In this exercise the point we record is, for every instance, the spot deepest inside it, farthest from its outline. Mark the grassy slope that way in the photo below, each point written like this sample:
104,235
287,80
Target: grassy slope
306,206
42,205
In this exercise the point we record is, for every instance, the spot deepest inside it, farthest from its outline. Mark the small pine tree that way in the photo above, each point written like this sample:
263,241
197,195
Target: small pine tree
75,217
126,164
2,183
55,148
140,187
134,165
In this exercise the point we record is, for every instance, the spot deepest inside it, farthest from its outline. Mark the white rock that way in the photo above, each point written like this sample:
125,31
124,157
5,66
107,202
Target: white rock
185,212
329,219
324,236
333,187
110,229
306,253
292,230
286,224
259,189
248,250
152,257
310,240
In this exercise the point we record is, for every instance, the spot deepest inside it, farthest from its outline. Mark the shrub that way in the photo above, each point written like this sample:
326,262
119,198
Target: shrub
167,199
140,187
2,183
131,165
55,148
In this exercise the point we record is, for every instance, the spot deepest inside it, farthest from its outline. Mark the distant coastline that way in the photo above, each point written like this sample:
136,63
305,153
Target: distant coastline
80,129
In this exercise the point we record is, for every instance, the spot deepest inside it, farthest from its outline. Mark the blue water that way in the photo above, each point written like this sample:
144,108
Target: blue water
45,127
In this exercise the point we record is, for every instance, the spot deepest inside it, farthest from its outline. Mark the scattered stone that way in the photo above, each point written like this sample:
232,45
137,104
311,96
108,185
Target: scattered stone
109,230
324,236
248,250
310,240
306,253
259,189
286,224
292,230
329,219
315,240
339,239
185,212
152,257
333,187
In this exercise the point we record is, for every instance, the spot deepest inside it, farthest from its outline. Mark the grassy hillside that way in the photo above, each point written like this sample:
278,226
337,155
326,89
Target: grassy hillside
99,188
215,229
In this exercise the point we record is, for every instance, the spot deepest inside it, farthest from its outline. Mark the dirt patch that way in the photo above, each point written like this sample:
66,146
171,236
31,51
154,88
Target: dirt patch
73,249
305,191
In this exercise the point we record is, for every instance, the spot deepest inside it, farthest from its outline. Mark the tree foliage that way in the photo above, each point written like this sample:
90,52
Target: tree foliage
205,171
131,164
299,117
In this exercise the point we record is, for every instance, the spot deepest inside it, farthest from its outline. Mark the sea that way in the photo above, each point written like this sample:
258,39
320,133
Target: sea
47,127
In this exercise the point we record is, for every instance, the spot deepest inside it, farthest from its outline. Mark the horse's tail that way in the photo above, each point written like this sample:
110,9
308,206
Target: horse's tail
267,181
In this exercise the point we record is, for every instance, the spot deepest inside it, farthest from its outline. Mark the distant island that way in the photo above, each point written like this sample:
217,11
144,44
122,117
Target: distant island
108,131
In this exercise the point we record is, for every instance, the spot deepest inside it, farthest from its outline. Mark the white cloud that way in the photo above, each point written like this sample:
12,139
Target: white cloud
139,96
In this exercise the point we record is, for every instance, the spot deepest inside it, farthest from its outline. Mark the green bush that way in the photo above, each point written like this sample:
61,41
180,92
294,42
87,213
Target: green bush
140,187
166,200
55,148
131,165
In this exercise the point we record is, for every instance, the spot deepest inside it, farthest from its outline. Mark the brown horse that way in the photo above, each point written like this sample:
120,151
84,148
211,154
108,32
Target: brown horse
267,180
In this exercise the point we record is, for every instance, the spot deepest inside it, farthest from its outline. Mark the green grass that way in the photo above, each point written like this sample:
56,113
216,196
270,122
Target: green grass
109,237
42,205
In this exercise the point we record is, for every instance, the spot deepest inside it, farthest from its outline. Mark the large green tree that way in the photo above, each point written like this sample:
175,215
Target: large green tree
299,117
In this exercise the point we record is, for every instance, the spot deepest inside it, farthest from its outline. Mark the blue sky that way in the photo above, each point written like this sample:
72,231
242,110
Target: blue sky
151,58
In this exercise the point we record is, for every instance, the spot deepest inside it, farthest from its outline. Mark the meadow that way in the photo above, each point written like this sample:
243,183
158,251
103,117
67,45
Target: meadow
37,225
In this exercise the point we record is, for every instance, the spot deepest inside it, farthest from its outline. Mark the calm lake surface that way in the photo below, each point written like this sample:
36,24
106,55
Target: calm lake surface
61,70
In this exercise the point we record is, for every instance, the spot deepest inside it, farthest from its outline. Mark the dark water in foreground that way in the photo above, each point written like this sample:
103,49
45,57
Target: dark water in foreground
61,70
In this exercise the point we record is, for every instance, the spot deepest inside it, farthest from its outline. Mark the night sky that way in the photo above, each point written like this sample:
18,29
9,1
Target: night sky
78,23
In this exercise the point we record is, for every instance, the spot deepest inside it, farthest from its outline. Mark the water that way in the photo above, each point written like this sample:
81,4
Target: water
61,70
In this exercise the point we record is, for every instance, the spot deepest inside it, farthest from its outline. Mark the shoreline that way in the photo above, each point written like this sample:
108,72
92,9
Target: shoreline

——

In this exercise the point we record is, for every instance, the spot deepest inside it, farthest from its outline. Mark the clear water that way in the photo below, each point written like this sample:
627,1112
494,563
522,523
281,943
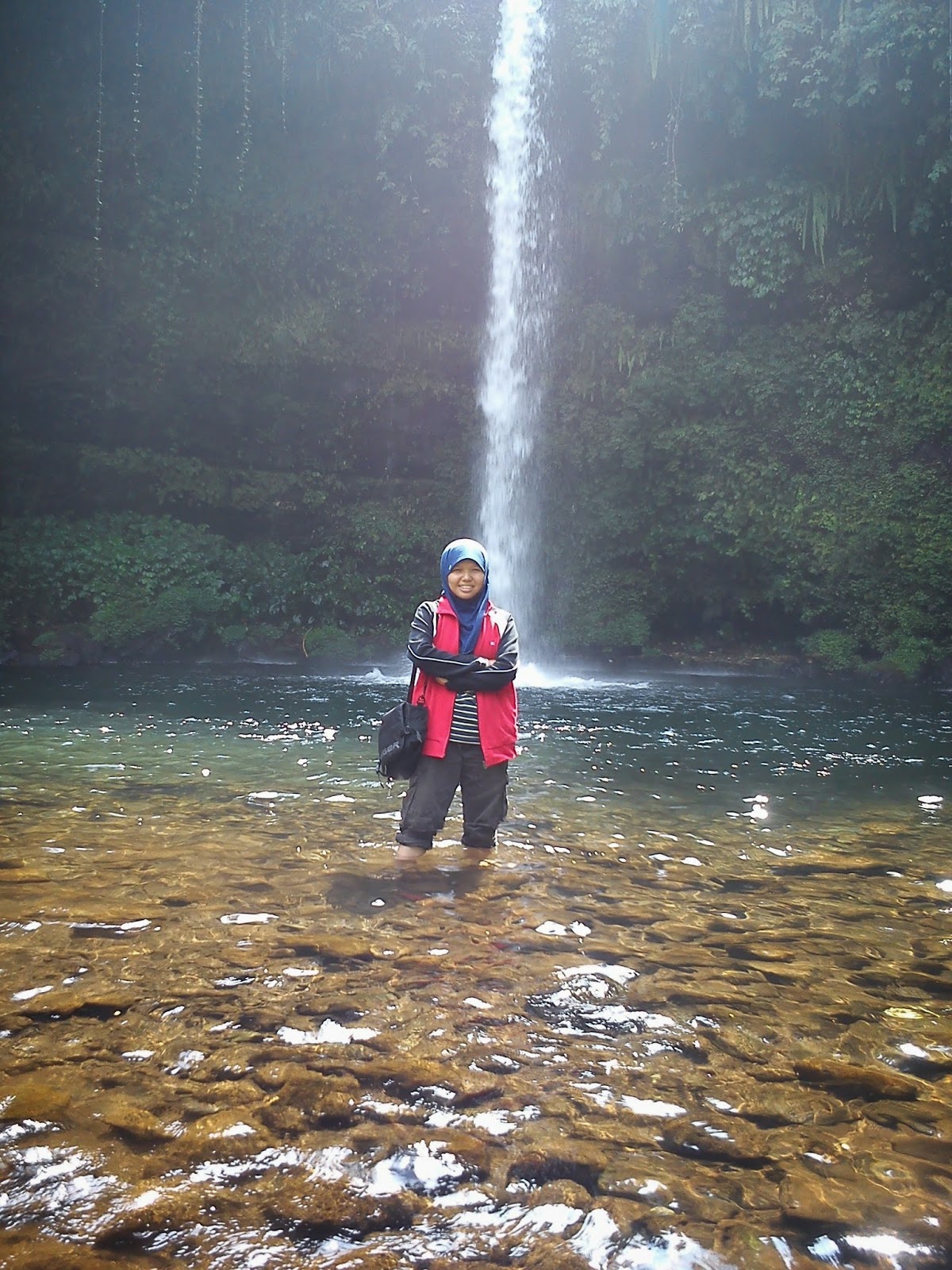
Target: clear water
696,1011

——

작업 지시
"Mark the calm"라는 문구가 있는 줄에서 시작해 "Target: shoreline"라는 문구가 있는 줄까지 이어지는 부분을 수정하여, "night sky" 자리에 "evening sky" 표현을 넣고 나머지는 그대로 둔 채 다시 쓰세요.

완성 답안
In this exercise the point we record is, for every instance, the spot deepest inside it, farthest from its outline. Mark the calm lake surface that way in the photo below, each point written like this sample:
36,24
106,55
Target: calm lake surface
61,70
In this exercise the point we record is, for every instance, the spot deepest inside it, farthest from its outline. Mark the dark water in foreground that way in the photo above, each point written like this sample:
103,49
45,57
Target: dark water in foreground
61,70
In this exercise the point we record is, for every instance, the spot deepest inside it, farthest from its outline. Mark the evening sky that way in the photo above, each point written like this sample:
18,29
9,1
Target: evening sky
78,23
In this exercise the point we record is, for every instance, the spot deepest inside it, farthest from its outline. Mark the water that way in the photo above, each point written like this sample:
81,4
Target: water
61,70
In this exercise the point we record is, for every instance, the spot deepest inside it, farthest from its outline. Mark the shoreline that way in the photo above, each point written like this sample:
108,72
92,9
Target: shoreline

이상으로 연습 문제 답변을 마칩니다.